### Excerpted passage
Terms and Conditions
General Sales and Delivery Conditions for Internet Sales (GTC)
I. Preliminary Remark
(1) Scope
All offers, purchase contracts, and deliveries based on orders from our customers (hereinafter "customers") via our online shop https://zalin-products.com (hereinafter "online shop") are subject to these General Terms and Conditions (GTC).
(2) Customer Group
The product offer in our online shop is directed equally at consumers and entrepreneurs. For the purposes of these Terms and Conditions, (i) a "consumer" is any natural person who concludes a legal transaction for purposes that are predominantly neither commercial nor self-employed professional (§ 13 BGB), and (ii) an "entrepreneur" is a natural or legal person or a legally capable partnership who acts in the exercise of their commercial or self-employed professional activity when concluding a legal transaction (§ 14 BGB).
(3) Structure
The following section "II. General Terms and Conditions" lists the conditions that apply especially to consumers. They also apply to entrepreneurs unless it is explicitly stated that their scope is limited to consumers.

### Material supplied
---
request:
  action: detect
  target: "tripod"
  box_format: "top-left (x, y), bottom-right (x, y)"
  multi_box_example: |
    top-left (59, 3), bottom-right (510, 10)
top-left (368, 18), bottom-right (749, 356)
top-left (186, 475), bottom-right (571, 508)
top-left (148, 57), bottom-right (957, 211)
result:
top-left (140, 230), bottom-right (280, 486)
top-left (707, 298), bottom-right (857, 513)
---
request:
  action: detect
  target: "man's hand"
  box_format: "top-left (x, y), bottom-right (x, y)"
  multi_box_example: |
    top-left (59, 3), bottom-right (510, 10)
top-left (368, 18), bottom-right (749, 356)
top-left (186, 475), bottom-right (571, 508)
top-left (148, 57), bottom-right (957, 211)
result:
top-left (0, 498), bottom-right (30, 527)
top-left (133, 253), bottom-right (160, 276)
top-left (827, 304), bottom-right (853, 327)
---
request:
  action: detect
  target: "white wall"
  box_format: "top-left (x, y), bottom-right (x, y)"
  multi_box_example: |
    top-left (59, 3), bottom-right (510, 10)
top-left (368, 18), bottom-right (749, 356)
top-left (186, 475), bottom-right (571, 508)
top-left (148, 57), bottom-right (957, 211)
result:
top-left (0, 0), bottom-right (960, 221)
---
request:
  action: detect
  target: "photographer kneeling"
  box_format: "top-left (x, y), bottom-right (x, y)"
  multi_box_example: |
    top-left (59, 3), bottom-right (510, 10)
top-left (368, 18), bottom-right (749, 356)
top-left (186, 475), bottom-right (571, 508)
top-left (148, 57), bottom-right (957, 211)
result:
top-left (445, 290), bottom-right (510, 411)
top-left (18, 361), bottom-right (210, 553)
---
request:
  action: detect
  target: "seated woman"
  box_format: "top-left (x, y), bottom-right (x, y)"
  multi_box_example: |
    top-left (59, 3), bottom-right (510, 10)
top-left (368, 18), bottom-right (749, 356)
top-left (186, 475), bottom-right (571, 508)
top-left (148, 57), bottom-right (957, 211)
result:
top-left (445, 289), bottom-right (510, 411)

### Exercises
**1)** Summarize the terms and conditions above in two sentences.
**2)** Copy word for word the part of the terms and conditions above from "I. Preliminary Remark" to "(§ 14 BGB).".

### Results for each task
**1)** These General Terms and Conditions govern all offers, purchase contracts, and deliveries based on customer orders placed through the online shop at https://zalin-products.com, which is directed equally at consumers and entrepreneurs as defined under § 13 and § 14 BGB. The conditions in section II apply especially to consumers but also apply to entrepreneurs unless their scope is explicitly limited to consumers.

**2)**
I. Preliminary Remark
(1) Scope
All offers, purchase contracts, and deliveries based on orders from our customers (hereinafter "customers") via our online shop https://zalin-products.com (hereinafter "online shop") are subject to these General Terms and Conditions (GTC).
(2) Customer Group
The product offer in our online shop is directed equally at consumers and entrepreneurs. For the purposes of these Terms and Conditions, (i) a "consumer" is any natural person who concludes a legal transaction for purposes that are predominantly neither commercial nor self-employed professional (§ 13 BGB), and (ii) an "entrepreneur" is a natural or legal person or a legally capable partnership who acts in the exercise of their commercial or self-employed professional activity when concluding a legal transaction (§ 14 BGB).